Assignment:
Please pick out every line of the material below that contains the string "clicks", and copy each one.
++++++++++
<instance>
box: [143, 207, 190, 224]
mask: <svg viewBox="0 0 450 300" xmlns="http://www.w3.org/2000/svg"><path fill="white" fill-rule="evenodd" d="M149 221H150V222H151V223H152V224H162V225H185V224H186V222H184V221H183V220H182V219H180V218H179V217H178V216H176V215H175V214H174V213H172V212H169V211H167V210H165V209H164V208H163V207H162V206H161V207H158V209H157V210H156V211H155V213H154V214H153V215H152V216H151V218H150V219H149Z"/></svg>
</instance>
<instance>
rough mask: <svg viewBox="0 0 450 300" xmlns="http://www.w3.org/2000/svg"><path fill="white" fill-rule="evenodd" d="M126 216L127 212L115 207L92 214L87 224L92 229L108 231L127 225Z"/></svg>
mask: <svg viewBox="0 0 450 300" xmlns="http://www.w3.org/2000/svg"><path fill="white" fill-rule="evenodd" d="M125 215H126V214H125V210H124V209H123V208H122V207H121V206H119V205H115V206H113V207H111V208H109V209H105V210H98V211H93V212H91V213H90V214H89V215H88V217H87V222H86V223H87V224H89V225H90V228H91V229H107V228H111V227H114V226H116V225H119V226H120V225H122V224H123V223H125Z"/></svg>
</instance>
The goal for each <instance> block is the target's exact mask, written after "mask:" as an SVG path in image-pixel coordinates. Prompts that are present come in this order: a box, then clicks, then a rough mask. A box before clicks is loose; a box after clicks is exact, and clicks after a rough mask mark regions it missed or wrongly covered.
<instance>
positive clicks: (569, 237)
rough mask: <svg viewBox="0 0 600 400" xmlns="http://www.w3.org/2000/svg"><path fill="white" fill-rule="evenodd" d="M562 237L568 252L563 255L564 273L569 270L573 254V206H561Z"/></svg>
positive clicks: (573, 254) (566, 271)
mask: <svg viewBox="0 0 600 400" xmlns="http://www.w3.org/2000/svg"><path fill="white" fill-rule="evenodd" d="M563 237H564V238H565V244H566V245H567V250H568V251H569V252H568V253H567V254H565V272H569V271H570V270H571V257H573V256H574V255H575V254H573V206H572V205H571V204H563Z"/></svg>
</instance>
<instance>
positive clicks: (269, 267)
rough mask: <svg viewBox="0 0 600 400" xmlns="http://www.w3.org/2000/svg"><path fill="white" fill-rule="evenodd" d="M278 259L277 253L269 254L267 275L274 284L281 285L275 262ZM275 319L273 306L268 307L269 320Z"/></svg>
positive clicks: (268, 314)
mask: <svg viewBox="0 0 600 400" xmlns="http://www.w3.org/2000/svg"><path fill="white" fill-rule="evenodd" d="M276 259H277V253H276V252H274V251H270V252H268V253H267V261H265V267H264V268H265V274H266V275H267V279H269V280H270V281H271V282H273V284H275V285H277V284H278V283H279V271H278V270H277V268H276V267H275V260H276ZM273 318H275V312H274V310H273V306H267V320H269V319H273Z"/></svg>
++++++++++
Output below:
The goal for each <instance> block is the target's exact mask, written after "mask:" as an SVG path in image-pixel coordinates. Prompts that are present come in this order: a box, then clicks, then a rough mask. A box before clicks is loose; a box after clicks is exact, and clicks after a rough mask mark regions it missed or wrongly covered.
positive clicks: (569, 237)
positive clicks: (573, 254) (566, 271)
positive clicks: (269, 267)
positive clicks: (268, 314)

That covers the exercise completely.